== Exercise ==
Copy word for word the part of the conference panel summary starting with "The second case" and going on through "poor migrant mothers.".

== Text passage ==
Note: We wrap up our series of conference reports with a summary from Ciara Breathnach, Laura Kelley, and Sarah-Anne Buckley, whose panel on transnational motherhood, gender, and family histories receives a summary below.
Irish Mothers and Children: from Dublin to New Orleans
This panel used the lenses of gender and life cycles to thematically explore the ways in which poor women dealt with motherhood in very trying circumstances in the nineteenth and twentieth centuries. It presented three case studies that exemplified the strategies used by vulnerable Irish families to ensure economic buoyancy at home and in the transnational context.
Laura D. Kelley opened the discussion with her findings about female headed households (FHH) in nineteenth-century New Orleans. Her meticulously researched paper showed the ingenuity of immigrant Irish women and how they managed to negotiate with charity, governance, religious orders, employers, and newly found community to keep their families intact. Kelley’s findings contrasted sharply with the papers that followed.
The second case study presented by Sarah-Anne Buckley examined the experiences of poor female migrants in Britain at the turn of the century. Her fascinating paper showed how class, religion, and emigration were recurring themes in the petitions to the London Foundling Hospital, which was one of the few options for poor migrant mothers.
Ciara Breathnach’s paper concluded the session with a case study of economic disadvantage and health inequality in early twentieth-century Dublin. Her presentation used coroners’ courts records to discuss family breakdown and the grim realities of motherhood.

== Material supplied ==
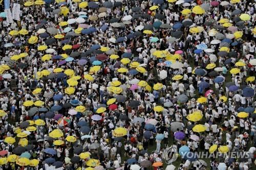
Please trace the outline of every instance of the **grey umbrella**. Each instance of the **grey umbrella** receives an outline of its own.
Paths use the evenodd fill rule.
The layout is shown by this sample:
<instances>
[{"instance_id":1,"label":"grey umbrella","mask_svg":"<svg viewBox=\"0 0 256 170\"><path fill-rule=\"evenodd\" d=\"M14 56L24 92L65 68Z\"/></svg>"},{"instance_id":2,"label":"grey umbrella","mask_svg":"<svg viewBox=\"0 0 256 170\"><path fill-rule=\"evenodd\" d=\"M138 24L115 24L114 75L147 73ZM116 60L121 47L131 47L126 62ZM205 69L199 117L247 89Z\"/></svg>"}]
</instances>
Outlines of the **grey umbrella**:
<instances>
[{"instance_id":1,"label":"grey umbrella","mask_svg":"<svg viewBox=\"0 0 256 170\"><path fill-rule=\"evenodd\" d=\"M186 95L182 94L179 96L178 98L178 101L180 103L185 103L188 100L188 98Z\"/></svg>"}]
</instances>

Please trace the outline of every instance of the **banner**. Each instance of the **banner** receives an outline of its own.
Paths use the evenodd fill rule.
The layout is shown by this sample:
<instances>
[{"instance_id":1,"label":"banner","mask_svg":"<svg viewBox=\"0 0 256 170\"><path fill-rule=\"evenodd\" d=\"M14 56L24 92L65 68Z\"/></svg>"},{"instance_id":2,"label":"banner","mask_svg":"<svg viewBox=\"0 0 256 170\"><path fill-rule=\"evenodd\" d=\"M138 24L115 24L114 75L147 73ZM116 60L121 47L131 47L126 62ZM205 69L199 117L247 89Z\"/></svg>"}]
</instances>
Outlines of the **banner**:
<instances>
[{"instance_id":1,"label":"banner","mask_svg":"<svg viewBox=\"0 0 256 170\"><path fill-rule=\"evenodd\" d=\"M20 20L19 12L20 11L20 5L18 4L13 4L12 7L12 19Z\"/></svg>"},{"instance_id":2,"label":"banner","mask_svg":"<svg viewBox=\"0 0 256 170\"><path fill-rule=\"evenodd\" d=\"M10 0L5 0L4 4L5 4L5 9L10 8Z\"/></svg>"},{"instance_id":3,"label":"banner","mask_svg":"<svg viewBox=\"0 0 256 170\"><path fill-rule=\"evenodd\" d=\"M5 12L6 14L6 21L7 22L12 23L13 20L12 20L12 12L10 8L5 9Z\"/></svg>"}]
</instances>

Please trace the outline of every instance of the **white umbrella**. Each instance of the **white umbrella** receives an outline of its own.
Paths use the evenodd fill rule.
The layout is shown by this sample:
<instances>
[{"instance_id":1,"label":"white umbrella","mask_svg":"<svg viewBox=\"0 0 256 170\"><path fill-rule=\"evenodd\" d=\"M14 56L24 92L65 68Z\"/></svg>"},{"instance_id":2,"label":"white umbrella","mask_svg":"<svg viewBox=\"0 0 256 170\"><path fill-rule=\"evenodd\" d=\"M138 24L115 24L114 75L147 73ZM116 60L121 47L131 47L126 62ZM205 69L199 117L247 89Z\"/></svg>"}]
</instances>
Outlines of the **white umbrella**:
<instances>
[{"instance_id":1,"label":"white umbrella","mask_svg":"<svg viewBox=\"0 0 256 170\"><path fill-rule=\"evenodd\" d=\"M76 19L76 21L77 23L83 23L86 20L83 18L77 18Z\"/></svg>"},{"instance_id":2,"label":"white umbrella","mask_svg":"<svg viewBox=\"0 0 256 170\"><path fill-rule=\"evenodd\" d=\"M163 69L160 72L160 78L161 79L164 79L167 77L167 71Z\"/></svg>"},{"instance_id":3,"label":"white umbrella","mask_svg":"<svg viewBox=\"0 0 256 170\"><path fill-rule=\"evenodd\" d=\"M213 40L210 41L210 44L218 44L221 42L221 41L218 39L214 39Z\"/></svg>"},{"instance_id":4,"label":"white umbrella","mask_svg":"<svg viewBox=\"0 0 256 170\"><path fill-rule=\"evenodd\" d=\"M133 17L131 15L128 15L124 16L123 17L123 18L122 19L122 20L123 21L129 20L132 19L132 18L133 18Z\"/></svg>"},{"instance_id":5,"label":"white umbrella","mask_svg":"<svg viewBox=\"0 0 256 170\"><path fill-rule=\"evenodd\" d=\"M135 31L142 30L144 28L144 26L137 26L135 28Z\"/></svg>"},{"instance_id":6,"label":"white umbrella","mask_svg":"<svg viewBox=\"0 0 256 170\"><path fill-rule=\"evenodd\" d=\"M74 23L76 22L76 19L75 18L69 19L69 20L68 20L67 22L68 23L69 23L69 24Z\"/></svg>"}]
</instances>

== Task output ==
The second case study presented by Sarah-Anne Buckley examined the experiences of poor female migrants in Britain at the turn of the century. Her fascinating paper showed how class, religion, and emigration were recurring themes in the petitions to the London Foundling Hospital, which was one of the few options for poor migrant mothers.